• Your task: Give the listing again character for character, but drop the images.

☆ ☆ ☆ ☆

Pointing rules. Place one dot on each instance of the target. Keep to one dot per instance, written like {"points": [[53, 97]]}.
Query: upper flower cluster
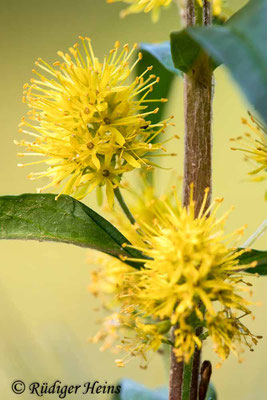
{"points": [[190, 279], [90, 125], [254, 145]]}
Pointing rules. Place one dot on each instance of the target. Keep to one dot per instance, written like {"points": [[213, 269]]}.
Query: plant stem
{"points": [[176, 375], [123, 205], [198, 94]]}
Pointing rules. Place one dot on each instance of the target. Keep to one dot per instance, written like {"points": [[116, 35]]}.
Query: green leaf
{"points": [[255, 255], [41, 217], [185, 50], [131, 390], [211, 394], [158, 55], [240, 44]]}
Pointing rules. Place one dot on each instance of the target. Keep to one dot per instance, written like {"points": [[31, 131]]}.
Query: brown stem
{"points": [[198, 94], [195, 373], [206, 371], [176, 375]]}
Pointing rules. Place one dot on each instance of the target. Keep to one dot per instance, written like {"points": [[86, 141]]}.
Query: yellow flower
{"points": [[137, 6], [191, 278], [88, 124], [254, 145]]}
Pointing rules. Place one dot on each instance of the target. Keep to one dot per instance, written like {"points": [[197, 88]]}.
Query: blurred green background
{"points": [[47, 313]]}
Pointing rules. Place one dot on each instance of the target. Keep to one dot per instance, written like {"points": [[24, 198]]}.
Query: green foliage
{"points": [[211, 395], [185, 50], [41, 217], [240, 44], [255, 255], [158, 55]]}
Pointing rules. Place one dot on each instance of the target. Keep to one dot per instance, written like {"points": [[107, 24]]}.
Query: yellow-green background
{"points": [[46, 312]]}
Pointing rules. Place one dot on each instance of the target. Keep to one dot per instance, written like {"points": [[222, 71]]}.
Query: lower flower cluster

☆ ☆ ☆ ☆

• Solution to this exercise:
Pointing rules. Place one dot on each instance of the target. Keep to one dot per instance, written like {"points": [[53, 97]]}.
Query: upper flower cluster
{"points": [[190, 279], [90, 125], [254, 145]]}
Pointing rules. Place one dot on each instance of the target. Keep to one dot per instance, written like {"points": [[213, 269]]}.
Query: plant stem
{"points": [[176, 375], [123, 205], [198, 94]]}
Pointing rules. Place one dot on each instance of the target. Keep to one dot per instance, written like {"points": [[116, 35]]}.
Query: green leaf
{"points": [[255, 255], [41, 217], [185, 50], [131, 390], [211, 394], [158, 55], [240, 44]]}
Pointing rules. Place one dot on each instance of the target. Keep to one dot per instance, written like {"points": [[31, 131]]}.
Query: brown stem
{"points": [[198, 94], [195, 373], [206, 371], [176, 375]]}
Pointing rules. Place one dot on each instance of the target. Keep to one dot per instance, written like {"points": [[86, 141]]}.
Query: yellow flower
{"points": [[137, 6], [191, 278], [88, 124], [254, 145]]}
Pointing rules. Place one dot on each instance of the target. Keep to one dot per instance, written like {"points": [[197, 88]]}.
Query: blurred green background
{"points": [[47, 313]]}
Pointing rules. Place one dot on each instance of the target. Keep to one dot per instance, written like {"points": [[24, 198]]}.
Query: green foliage
{"points": [[211, 395], [185, 50], [41, 217], [240, 44], [255, 255], [158, 55]]}
Pointing rules. Place one dot on each instance of the target. Keep to one dot per instance, written like {"points": [[107, 24]]}.
Query: yellow-green background
{"points": [[46, 312]]}
Pointing rules. Place one dot on each instance of the target. Keep to one dot per instance, written like {"points": [[222, 71]]}.
Query: lower flower cluster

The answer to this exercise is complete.